Records shown:
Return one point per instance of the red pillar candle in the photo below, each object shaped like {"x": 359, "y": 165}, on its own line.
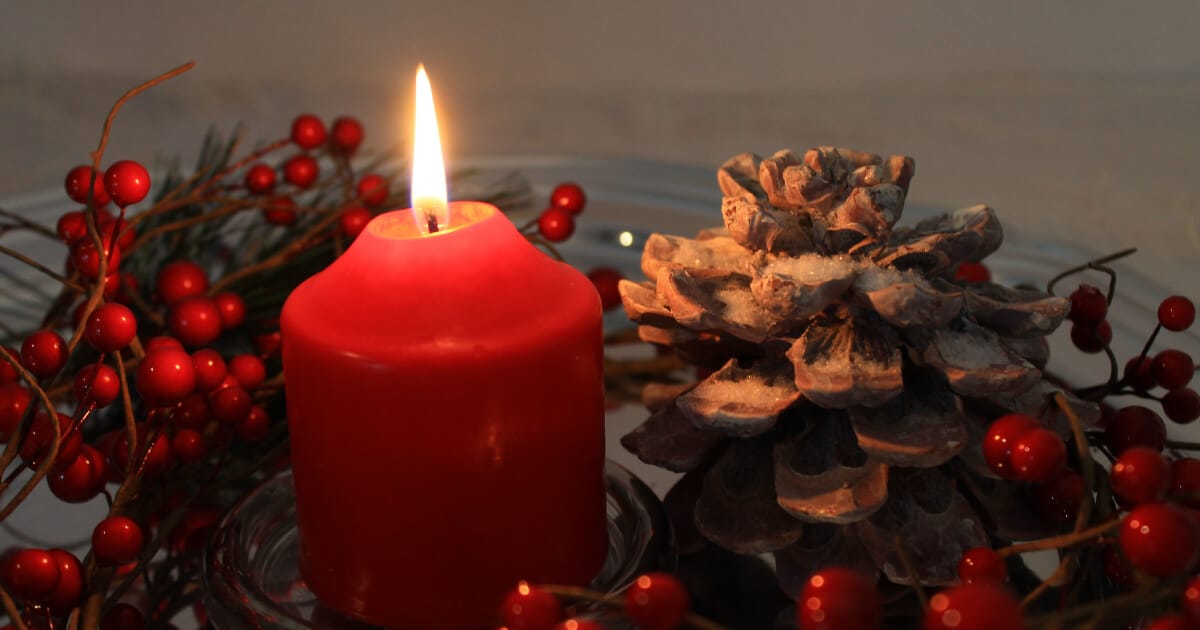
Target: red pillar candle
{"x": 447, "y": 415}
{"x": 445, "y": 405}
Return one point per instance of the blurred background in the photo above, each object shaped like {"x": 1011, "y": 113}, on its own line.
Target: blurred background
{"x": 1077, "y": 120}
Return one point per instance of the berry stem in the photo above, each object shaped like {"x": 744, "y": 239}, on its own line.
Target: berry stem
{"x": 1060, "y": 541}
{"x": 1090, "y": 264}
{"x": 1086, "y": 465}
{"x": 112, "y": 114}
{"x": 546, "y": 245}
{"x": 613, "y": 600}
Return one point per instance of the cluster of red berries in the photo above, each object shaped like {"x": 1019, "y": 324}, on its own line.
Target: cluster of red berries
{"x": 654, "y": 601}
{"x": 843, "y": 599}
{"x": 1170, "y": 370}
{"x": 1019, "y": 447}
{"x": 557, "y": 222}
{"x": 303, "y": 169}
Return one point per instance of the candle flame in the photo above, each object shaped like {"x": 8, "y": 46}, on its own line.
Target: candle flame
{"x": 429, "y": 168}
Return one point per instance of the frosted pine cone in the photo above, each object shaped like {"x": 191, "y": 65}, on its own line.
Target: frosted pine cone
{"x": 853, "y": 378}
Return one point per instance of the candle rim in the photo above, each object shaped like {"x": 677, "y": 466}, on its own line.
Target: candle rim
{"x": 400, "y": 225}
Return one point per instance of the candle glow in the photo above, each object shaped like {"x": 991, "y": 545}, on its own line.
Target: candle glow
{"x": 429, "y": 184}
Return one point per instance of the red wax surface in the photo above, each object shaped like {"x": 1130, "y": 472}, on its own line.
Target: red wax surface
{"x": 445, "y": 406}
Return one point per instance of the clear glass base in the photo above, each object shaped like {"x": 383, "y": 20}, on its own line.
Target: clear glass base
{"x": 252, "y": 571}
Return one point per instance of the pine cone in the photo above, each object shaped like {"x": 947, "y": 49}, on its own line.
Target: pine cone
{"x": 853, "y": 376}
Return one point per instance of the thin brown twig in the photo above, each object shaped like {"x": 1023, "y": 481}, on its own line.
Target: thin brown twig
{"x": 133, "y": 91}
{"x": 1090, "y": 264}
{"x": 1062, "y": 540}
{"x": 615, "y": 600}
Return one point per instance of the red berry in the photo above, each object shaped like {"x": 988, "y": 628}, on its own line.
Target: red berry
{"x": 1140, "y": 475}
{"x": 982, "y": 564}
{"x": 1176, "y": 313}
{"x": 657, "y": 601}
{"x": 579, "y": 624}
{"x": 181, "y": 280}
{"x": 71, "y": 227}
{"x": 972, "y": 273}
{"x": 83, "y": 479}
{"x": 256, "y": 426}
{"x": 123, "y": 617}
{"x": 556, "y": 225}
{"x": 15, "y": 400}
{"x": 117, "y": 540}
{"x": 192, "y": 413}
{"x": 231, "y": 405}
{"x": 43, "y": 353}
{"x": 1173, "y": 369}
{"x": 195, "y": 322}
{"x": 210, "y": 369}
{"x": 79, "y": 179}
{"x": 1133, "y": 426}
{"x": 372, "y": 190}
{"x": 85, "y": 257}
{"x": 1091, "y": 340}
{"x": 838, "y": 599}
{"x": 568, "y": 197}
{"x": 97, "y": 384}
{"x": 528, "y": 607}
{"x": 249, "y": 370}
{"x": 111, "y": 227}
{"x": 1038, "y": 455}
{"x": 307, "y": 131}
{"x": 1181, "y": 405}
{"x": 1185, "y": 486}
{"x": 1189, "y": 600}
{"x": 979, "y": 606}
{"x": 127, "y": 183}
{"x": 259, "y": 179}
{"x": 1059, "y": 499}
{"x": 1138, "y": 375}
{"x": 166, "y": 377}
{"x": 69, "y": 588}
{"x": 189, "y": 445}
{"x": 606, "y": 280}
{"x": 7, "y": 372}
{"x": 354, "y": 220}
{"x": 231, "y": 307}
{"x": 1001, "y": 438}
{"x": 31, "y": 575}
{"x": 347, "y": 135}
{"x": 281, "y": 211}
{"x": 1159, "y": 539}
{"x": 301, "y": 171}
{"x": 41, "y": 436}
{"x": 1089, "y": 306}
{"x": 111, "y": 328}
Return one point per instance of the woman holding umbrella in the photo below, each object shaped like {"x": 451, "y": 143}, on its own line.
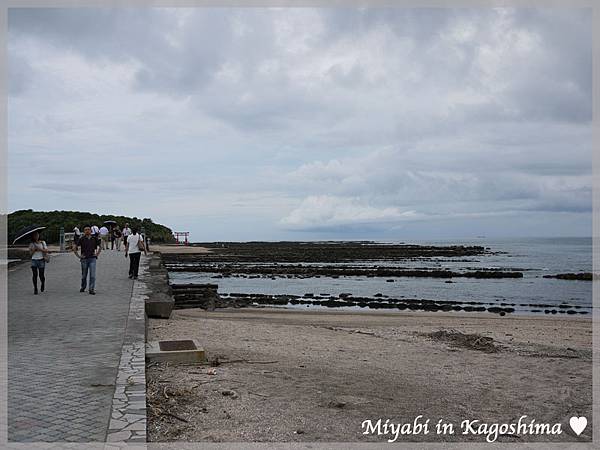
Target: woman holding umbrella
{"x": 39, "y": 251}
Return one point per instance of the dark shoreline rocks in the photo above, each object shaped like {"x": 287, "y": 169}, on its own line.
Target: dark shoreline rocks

Exercise: Quote each line of the listing exactly, but leave the pictures out.

Solution to this problem:
Return one point per instance of the red pillar candle in the photo below, each object shaped like {"x": 359, "y": 165}, on its own line.
Target: red pillar candle
{"x": 447, "y": 415}
{"x": 445, "y": 405}
Return one point per instance of the blurred background in the photo above, each object shaped like {"x": 1011, "y": 113}, on its own line.
Target: blurred background
{"x": 1077, "y": 120}
Return one point per instance of the berry stem in the photo above, each object shaped like {"x": 744, "y": 239}, on its own line.
Target: berry stem
{"x": 1060, "y": 541}
{"x": 1090, "y": 264}
{"x": 1086, "y": 465}
{"x": 112, "y": 114}
{"x": 546, "y": 245}
{"x": 613, "y": 600}
Return one point per instance of the cluster of red berries in the photo above, each object shaped like {"x": 1019, "y": 324}, on its own line.
Target: cluster of red berries
{"x": 654, "y": 601}
{"x": 843, "y": 599}
{"x": 1170, "y": 370}
{"x": 1019, "y": 447}
{"x": 557, "y": 222}
{"x": 303, "y": 169}
Return one point per instance of the candle flame in the photo above, each object shaped like {"x": 8, "y": 46}, on its own line.
Target: candle flame
{"x": 429, "y": 168}
Return one point per instance of the frosted pine cone in the photo above, each object shaped like {"x": 191, "y": 65}, on its own line.
Target: frosted pine cone
{"x": 853, "y": 378}
Return one point per instance of the candle rim in the photo above, each object shaped like {"x": 677, "y": 466}, on its own line.
Target: candle rim
{"x": 400, "y": 225}
Return one point per instance of the candle glow in the photo above, each object shaped like {"x": 991, "y": 545}, on its own line.
Target: candle glow
{"x": 429, "y": 184}
Return one point per instance of the red wax surface in the photo above, each object shaped like {"x": 1130, "y": 472}, on its own line.
Target: red wax surface
{"x": 445, "y": 406}
Return one point per instance of the clear glass base in the photo above, each object shaped like {"x": 383, "y": 20}, on its own line.
Target: clear glass base
{"x": 252, "y": 571}
Return one point per instance of the pine cone in the photo above, each object shaped like {"x": 947, "y": 49}, on its own line.
Target: pine cone
{"x": 853, "y": 376}
Return one point per instance of the thin brown twig in the photo above, each object shaped like {"x": 1023, "y": 481}, on its own line.
Target: thin brown twig
{"x": 133, "y": 91}
{"x": 1090, "y": 264}
{"x": 1062, "y": 540}
{"x": 615, "y": 600}
Return one point per instance of the red berry in the photo above, each object shaped like {"x": 988, "y": 628}, on its own line.
Target: red berry
{"x": 1140, "y": 475}
{"x": 982, "y": 564}
{"x": 1176, "y": 313}
{"x": 657, "y": 601}
{"x": 579, "y": 624}
{"x": 181, "y": 280}
{"x": 71, "y": 227}
{"x": 972, "y": 273}
{"x": 83, "y": 479}
{"x": 256, "y": 426}
{"x": 123, "y": 617}
{"x": 556, "y": 225}
{"x": 15, "y": 400}
{"x": 117, "y": 540}
{"x": 192, "y": 413}
{"x": 231, "y": 405}
{"x": 43, "y": 353}
{"x": 1173, "y": 369}
{"x": 195, "y": 322}
{"x": 210, "y": 369}
{"x": 79, "y": 179}
{"x": 1133, "y": 426}
{"x": 372, "y": 190}
{"x": 85, "y": 257}
{"x": 1091, "y": 340}
{"x": 838, "y": 599}
{"x": 568, "y": 197}
{"x": 97, "y": 384}
{"x": 528, "y": 607}
{"x": 249, "y": 370}
{"x": 111, "y": 227}
{"x": 1038, "y": 455}
{"x": 307, "y": 131}
{"x": 1181, "y": 405}
{"x": 1185, "y": 486}
{"x": 1189, "y": 600}
{"x": 979, "y": 606}
{"x": 127, "y": 183}
{"x": 259, "y": 179}
{"x": 1059, "y": 499}
{"x": 1138, "y": 375}
{"x": 166, "y": 377}
{"x": 69, "y": 588}
{"x": 189, "y": 445}
{"x": 606, "y": 280}
{"x": 7, "y": 372}
{"x": 354, "y": 220}
{"x": 231, "y": 307}
{"x": 1001, "y": 438}
{"x": 31, "y": 575}
{"x": 347, "y": 135}
{"x": 281, "y": 211}
{"x": 1159, "y": 539}
{"x": 301, "y": 171}
{"x": 41, "y": 436}
{"x": 1089, "y": 306}
{"x": 111, "y": 328}
Return one point per instance of the woman holding umbrella in the photo below, each object shaped like {"x": 451, "y": 143}, on its own line.
Target: woman holding umbrella
{"x": 39, "y": 251}
Return one point per instance of the dark shoreline rocks in the photo above, each object shaped like {"x": 287, "y": 169}, on its own line.
Target: dark shoreline rocks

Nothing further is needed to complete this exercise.